▶ _WORK ITEM_: With the pictures excluded, retype the records that follow exactly.

▶ _DATA SHOWN_:
•••••
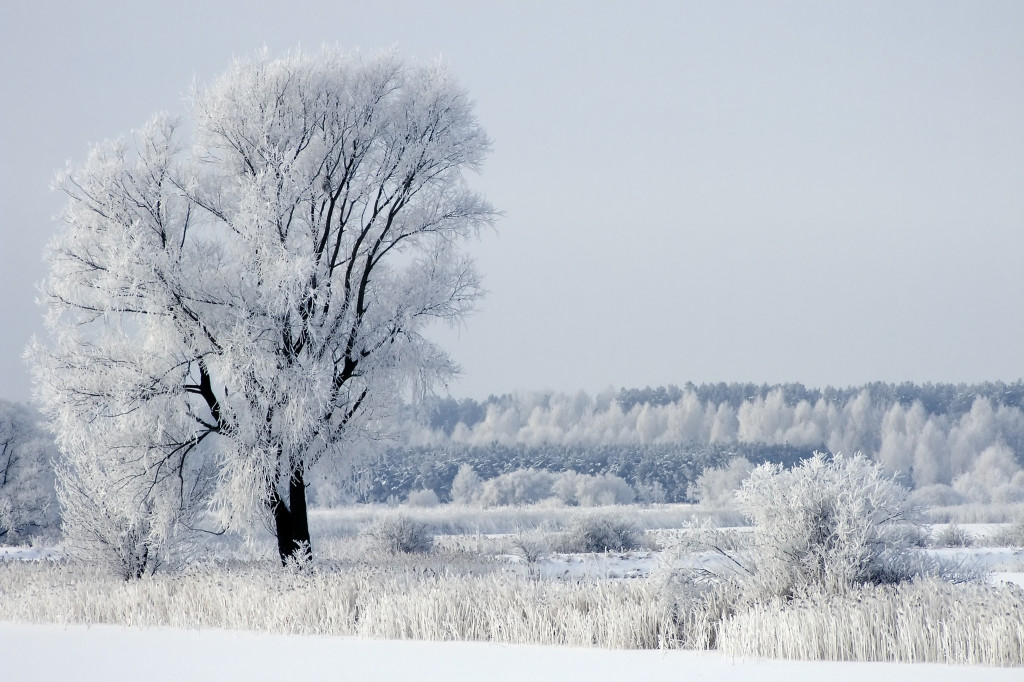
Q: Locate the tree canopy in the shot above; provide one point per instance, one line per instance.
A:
(238, 294)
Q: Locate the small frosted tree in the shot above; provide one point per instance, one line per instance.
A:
(28, 503)
(829, 522)
(232, 308)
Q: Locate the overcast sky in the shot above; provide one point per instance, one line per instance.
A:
(810, 192)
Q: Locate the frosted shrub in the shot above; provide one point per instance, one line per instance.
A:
(600, 534)
(399, 535)
(517, 487)
(832, 523)
(28, 501)
(953, 536)
(586, 491)
(938, 495)
(425, 498)
(717, 486)
(466, 486)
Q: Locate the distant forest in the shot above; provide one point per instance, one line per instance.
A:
(960, 441)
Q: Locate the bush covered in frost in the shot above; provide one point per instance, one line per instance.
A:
(830, 522)
(399, 535)
(717, 485)
(600, 534)
(524, 486)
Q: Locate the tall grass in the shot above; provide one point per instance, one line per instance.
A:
(927, 621)
(404, 604)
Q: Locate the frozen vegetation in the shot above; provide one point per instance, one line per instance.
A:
(835, 566)
(238, 306)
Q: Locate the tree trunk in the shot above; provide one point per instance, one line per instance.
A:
(291, 521)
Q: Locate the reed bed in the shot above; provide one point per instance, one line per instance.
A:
(926, 621)
(496, 607)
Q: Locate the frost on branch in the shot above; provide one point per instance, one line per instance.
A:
(231, 310)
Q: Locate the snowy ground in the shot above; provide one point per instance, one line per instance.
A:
(103, 652)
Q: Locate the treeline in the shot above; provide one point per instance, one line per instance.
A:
(950, 399)
(656, 472)
(966, 439)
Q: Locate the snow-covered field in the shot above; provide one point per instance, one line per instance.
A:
(107, 652)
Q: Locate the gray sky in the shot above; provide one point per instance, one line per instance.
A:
(810, 192)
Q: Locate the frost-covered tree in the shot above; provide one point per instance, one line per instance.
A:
(28, 502)
(832, 522)
(235, 304)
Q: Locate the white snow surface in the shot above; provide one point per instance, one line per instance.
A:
(108, 652)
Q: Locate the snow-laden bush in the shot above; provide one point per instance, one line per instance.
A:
(938, 495)
(953, 536)
(586, 491)
(828, 523)
(602, 533)
(524, 486)
(517, 487)
(994, 473)
(28, 498)
(466, 485)
(424, 498)
(927, 621)
(717, 486)
(399, 535)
•••••
▶ _EXERCISE SOLUTION_:
Q: Locate the tree canopy in the shot above; provide one point per instance, one line per instance.
A:
(238, 294)
Q: Locate the small frosted tree in the shot above; provide one point per instance, one line per instance.
A:
(28, 503)
(829, 522)
(232, 308)
Q: Locate the overcast sky in the shot above; provide one point per instance, one line per instance.
A:
(810, 192)
Q: Locate the frosted shrub in the shot above; provide one point per instance, one line per instance.
A:
(600, 534)
(399, 535)
(517, 487)
(832, 523)
(28, 501)
(953, 536)
(586, 491)
(938, 495)
(425, 498)
(717, 486)
(466, 486)
Q: Locate the distant forest in the shot above; provide one point per instance, one line per instance.
A:
(960, 441)
Q: Locate the bush covered in frost in the shot above; provide one point per instance, one line per instance.
A:
(830, 522)
(399, 535)
(717, 485)
(600, 534)
(524, 486)
Q: Locate the tall grass in the shot above; provide one point per instance, one line per instance.
A:
(927, 621)
(404, 604)
Q: Locate the frozen vegetation in the shot above; provide one point per instance, one line per instance.
A:
(835, 566)
(238, 306)
Q: Locate the tree trunk in the shot above; provide one point per instance, one line per instance.
A:
(291, 521)
Q: Locate the reed bed in the shot above; provide one point per instance, one line per instance.
A:
(926, 621)
(496, 607)
Q: Locate the frost on branch in the shot above; provide one point per instance, one line per instance.
A:
(231, 310)
Q: Locate the snowy ground in the shot above; provide one point per instance, one line per instance.
A:
(103, 652)
Q: Locate the treeline in the shot above; provide one point per instance, one line per instance.
A:
(950, 399)
(656, 472)
(966, 439)
Q: Locate the snow-covered field in the shot above; provide one point per instance, one line per instance.
A:
(107, 652)
Q: Locate the gray sky in the shot above; provide one point per instance, one line per instance.
A:
(810, 192)
Q: Locate the frost-covered tree in the shot above; provide one point per instance, one line per instance.
A:
(28, 502)
(832, 522)
(235, 304)
Q: Locate the white snow surface in the shot above; provide one point per instance, one line per instance.
A:
(108, 652)
Q: Locate the snow-laden bush in the shot above; provide one point per instance, one line per instance.
A:
(938, 495)
(953, 536)
(586, 491)
(828, 523)
(602, 533)
(524, 486)
(517, 487)
(994, 473)
(28, 498)
(466, 485)
(424, 498)
(927, 621)
(717, 486)
(399, 535)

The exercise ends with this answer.